__To be done__
Repeat exactly, and only, the lines from the line containing "Pick out every instance of the storefront" through the last line of the records below, including both.
◇ ◇ ◇ ◇
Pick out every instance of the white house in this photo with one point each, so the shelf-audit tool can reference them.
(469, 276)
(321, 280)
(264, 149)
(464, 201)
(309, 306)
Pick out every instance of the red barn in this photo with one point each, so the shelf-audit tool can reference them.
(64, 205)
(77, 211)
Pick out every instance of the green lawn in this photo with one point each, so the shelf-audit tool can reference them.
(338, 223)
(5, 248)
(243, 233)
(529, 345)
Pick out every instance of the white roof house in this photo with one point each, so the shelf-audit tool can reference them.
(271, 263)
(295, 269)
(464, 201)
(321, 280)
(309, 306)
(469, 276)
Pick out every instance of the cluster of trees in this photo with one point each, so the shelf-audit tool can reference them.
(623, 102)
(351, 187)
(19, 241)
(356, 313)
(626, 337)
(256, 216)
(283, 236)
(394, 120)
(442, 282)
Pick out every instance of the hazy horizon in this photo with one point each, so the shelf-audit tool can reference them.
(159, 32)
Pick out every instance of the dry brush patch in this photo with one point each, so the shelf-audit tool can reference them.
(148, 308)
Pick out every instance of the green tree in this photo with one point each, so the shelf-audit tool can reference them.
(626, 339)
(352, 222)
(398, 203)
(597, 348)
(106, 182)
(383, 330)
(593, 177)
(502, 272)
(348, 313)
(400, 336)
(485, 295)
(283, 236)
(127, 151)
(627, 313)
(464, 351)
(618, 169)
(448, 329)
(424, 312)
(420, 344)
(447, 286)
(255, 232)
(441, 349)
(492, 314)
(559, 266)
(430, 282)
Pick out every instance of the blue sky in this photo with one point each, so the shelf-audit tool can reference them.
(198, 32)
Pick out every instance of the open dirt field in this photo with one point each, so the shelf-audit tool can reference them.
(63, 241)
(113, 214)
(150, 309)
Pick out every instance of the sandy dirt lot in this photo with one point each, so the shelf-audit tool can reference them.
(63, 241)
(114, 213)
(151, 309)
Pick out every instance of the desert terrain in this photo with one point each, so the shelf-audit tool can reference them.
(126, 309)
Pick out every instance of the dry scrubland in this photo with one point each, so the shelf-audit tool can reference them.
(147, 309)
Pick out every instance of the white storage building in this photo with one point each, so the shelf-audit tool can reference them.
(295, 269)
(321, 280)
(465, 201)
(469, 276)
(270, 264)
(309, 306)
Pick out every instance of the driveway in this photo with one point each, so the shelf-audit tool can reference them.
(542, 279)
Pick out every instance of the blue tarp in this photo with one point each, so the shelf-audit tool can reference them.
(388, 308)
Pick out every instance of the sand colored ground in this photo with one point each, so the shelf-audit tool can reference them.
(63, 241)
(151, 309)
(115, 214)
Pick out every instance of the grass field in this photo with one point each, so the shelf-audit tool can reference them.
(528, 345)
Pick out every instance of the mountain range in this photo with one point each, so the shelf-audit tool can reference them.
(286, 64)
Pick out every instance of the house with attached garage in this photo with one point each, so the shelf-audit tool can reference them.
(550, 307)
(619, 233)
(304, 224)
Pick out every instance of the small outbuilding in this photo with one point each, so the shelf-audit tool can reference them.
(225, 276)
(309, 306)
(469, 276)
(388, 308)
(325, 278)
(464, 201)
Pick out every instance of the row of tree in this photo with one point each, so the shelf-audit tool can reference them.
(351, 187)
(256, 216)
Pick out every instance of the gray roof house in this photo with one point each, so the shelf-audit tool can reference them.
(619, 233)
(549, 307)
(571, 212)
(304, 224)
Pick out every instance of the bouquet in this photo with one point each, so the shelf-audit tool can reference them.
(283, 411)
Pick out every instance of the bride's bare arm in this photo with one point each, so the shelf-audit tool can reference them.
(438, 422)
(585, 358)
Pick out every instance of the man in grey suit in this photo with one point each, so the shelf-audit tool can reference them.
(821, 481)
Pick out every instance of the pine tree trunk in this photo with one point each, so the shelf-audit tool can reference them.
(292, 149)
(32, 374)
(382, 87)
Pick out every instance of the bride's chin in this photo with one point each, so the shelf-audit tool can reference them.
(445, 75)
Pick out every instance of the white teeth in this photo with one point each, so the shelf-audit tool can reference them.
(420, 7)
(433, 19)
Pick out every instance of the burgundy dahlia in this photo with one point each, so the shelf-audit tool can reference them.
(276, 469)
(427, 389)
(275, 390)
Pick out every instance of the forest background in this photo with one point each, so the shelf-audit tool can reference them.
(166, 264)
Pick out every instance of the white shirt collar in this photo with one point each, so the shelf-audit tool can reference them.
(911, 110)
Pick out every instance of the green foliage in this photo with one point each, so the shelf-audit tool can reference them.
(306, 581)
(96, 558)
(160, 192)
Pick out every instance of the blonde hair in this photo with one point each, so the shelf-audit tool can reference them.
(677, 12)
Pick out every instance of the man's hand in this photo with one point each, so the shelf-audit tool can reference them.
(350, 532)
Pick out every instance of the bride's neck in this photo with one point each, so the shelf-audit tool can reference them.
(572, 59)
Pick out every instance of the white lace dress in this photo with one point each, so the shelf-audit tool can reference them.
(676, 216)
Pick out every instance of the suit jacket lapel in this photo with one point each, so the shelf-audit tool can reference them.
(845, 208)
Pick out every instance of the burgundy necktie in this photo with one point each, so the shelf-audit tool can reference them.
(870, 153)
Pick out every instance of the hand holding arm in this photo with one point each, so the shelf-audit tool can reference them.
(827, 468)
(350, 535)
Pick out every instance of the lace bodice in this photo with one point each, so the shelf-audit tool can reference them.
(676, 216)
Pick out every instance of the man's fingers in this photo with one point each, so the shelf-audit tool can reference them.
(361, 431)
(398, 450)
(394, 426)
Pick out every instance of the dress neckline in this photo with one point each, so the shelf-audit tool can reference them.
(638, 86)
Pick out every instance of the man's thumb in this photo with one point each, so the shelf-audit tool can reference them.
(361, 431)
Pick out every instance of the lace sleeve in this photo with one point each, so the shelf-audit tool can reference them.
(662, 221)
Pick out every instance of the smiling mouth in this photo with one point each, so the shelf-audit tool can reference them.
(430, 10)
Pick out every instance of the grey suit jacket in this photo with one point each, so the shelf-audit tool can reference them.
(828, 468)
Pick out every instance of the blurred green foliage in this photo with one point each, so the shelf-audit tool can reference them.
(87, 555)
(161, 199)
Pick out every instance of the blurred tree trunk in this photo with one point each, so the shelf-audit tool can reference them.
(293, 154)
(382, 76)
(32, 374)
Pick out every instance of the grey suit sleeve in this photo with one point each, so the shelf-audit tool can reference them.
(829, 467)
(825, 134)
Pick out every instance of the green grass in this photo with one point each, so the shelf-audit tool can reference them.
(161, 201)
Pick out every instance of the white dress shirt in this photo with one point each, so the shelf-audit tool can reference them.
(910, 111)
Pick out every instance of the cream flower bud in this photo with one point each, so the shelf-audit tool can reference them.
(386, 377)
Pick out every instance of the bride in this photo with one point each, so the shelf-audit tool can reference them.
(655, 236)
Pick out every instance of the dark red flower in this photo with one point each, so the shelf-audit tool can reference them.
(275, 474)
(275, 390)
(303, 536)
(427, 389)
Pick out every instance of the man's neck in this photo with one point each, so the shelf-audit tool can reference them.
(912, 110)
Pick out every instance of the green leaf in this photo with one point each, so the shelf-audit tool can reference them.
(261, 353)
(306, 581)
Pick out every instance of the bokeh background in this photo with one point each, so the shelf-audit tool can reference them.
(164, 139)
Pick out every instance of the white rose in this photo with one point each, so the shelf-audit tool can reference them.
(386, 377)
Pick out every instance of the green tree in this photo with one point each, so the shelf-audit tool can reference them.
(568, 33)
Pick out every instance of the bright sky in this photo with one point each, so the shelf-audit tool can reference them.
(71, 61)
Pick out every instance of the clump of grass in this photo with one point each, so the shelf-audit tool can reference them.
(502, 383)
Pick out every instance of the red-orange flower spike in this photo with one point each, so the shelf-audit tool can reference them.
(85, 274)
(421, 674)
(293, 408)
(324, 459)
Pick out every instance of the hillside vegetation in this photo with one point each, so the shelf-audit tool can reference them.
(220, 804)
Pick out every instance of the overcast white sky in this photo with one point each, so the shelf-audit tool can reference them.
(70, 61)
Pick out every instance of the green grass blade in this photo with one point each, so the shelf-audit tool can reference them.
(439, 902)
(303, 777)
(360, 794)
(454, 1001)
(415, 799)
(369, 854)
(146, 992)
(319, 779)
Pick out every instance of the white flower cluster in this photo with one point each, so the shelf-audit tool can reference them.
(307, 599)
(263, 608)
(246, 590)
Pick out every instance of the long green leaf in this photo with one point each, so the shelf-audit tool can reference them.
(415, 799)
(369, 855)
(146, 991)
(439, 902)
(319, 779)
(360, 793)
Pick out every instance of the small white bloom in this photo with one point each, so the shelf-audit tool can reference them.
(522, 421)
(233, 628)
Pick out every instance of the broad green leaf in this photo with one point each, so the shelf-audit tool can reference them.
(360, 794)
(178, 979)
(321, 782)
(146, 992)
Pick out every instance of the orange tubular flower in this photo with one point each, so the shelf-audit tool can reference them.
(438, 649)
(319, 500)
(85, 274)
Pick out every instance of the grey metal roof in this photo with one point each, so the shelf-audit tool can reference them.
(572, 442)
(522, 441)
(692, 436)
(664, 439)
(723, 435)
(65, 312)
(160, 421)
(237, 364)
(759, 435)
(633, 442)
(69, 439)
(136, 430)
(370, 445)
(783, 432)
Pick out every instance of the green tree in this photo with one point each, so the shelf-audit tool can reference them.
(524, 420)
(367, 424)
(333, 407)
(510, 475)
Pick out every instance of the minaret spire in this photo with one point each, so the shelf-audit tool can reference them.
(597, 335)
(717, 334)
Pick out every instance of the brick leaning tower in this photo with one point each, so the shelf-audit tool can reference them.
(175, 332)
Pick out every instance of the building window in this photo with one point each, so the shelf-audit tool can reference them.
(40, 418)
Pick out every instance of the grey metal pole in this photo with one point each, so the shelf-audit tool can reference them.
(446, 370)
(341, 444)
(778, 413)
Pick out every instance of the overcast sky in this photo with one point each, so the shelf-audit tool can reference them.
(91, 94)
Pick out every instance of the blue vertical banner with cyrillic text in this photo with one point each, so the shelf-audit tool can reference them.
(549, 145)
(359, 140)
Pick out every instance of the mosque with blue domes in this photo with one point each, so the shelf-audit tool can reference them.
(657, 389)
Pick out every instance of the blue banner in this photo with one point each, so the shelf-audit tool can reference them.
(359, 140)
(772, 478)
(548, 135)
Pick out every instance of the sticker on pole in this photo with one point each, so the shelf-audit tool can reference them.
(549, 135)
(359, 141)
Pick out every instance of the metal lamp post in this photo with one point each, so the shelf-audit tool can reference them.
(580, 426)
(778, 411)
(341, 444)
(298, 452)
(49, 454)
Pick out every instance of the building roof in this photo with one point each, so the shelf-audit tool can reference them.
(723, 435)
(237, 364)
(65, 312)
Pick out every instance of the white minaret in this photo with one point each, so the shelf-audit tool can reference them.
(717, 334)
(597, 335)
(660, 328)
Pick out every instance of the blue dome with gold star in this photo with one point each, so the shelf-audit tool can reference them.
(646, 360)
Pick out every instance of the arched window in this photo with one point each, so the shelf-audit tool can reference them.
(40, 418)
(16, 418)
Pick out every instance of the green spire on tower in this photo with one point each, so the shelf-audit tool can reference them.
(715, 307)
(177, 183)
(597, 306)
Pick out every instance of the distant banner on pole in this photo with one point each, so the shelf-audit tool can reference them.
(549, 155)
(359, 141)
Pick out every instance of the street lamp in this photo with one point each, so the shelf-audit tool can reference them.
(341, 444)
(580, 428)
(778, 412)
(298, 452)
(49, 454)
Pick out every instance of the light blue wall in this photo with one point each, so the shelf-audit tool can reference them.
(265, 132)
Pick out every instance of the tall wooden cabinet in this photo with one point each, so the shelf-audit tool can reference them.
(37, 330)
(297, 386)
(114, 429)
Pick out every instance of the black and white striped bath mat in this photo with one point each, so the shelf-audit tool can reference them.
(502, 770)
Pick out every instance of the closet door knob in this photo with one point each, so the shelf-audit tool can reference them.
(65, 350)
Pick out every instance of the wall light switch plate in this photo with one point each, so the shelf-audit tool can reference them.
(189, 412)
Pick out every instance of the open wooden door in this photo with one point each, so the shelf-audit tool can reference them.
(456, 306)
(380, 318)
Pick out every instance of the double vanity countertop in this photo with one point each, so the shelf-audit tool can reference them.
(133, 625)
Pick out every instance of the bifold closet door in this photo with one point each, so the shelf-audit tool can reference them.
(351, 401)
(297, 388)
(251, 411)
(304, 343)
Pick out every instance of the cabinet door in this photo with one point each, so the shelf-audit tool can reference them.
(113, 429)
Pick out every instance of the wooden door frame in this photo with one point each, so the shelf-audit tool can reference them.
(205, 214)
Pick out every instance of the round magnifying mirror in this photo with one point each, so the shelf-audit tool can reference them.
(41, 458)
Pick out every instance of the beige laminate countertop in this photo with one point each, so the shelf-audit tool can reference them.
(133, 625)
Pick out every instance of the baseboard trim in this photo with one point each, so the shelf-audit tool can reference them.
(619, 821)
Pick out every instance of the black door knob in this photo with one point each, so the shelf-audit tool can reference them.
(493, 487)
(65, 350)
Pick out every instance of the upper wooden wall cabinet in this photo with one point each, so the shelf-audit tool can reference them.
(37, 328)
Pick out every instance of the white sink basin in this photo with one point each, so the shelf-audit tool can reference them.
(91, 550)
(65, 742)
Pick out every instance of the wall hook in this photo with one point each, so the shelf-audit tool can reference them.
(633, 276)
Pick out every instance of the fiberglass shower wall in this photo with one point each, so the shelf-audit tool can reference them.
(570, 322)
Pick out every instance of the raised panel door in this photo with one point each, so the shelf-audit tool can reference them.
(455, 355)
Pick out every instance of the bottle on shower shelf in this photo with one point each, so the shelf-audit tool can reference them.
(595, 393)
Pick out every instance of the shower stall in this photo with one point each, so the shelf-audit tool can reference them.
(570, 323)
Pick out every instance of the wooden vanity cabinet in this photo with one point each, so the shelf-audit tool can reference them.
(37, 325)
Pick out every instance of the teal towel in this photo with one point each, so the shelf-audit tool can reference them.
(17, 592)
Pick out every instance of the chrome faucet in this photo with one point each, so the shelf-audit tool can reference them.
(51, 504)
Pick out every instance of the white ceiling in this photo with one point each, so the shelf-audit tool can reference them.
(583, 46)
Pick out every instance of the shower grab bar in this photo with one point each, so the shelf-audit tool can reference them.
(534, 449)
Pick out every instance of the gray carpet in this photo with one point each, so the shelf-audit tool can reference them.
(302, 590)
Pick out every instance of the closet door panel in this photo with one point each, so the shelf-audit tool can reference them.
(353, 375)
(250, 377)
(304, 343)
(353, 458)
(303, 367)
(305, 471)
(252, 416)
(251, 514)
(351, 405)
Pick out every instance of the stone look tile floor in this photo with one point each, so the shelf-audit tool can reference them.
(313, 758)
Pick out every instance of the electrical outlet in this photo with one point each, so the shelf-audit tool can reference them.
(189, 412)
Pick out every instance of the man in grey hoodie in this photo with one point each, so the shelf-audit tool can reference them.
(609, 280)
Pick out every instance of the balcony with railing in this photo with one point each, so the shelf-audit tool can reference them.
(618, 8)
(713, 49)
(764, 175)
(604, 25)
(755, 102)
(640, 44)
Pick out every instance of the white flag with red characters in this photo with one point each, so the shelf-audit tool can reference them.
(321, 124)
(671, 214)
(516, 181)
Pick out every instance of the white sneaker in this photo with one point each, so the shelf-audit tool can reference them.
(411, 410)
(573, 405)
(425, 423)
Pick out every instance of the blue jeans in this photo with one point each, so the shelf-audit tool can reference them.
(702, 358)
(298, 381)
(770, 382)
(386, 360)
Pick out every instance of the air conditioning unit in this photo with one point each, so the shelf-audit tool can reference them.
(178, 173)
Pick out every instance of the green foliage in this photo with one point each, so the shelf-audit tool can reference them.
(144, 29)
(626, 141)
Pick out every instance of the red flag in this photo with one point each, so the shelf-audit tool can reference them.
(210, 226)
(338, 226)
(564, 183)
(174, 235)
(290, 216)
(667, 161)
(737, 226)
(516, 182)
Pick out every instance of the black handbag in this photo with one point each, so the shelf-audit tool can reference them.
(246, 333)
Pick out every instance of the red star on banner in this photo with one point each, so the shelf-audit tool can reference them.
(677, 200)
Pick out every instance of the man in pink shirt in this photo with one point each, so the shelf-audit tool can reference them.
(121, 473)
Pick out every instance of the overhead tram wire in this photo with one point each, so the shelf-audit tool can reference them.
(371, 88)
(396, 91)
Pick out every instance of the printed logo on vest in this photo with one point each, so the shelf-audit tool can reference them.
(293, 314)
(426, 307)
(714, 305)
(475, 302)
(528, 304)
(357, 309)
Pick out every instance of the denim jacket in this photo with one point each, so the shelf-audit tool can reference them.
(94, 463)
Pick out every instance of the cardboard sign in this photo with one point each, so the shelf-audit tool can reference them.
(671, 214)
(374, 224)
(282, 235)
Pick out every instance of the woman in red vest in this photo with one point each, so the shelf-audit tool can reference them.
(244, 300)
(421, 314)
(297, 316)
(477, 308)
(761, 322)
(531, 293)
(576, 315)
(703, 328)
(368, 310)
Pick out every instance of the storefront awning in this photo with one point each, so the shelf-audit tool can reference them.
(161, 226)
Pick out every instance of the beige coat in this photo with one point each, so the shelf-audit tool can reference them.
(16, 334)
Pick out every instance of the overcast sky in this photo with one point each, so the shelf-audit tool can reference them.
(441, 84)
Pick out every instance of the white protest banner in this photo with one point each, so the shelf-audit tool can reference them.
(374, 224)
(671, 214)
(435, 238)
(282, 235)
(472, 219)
◇ ◇ ◇ ◇
__Exercise result__
Pick out every instance of the storefront awning in this photo with one point each, so the shelf-audit tool can reference them.
(161, 226)
Pick out every instance of the beige coat in this photo with one point each, so the shelf-audit tool can reference them.
(16, 334)
Pick out every instance of the overcast sky in this photo with one point each, so the shelf-audit tool can reference them.
(441, 84)
Pick out every instance of the white protest banner in this photo with one point each, so the shelf-audit tool can reference them.
(374, 224)
(671, 214)
(435, 238)
(282, 235)
(472, 219)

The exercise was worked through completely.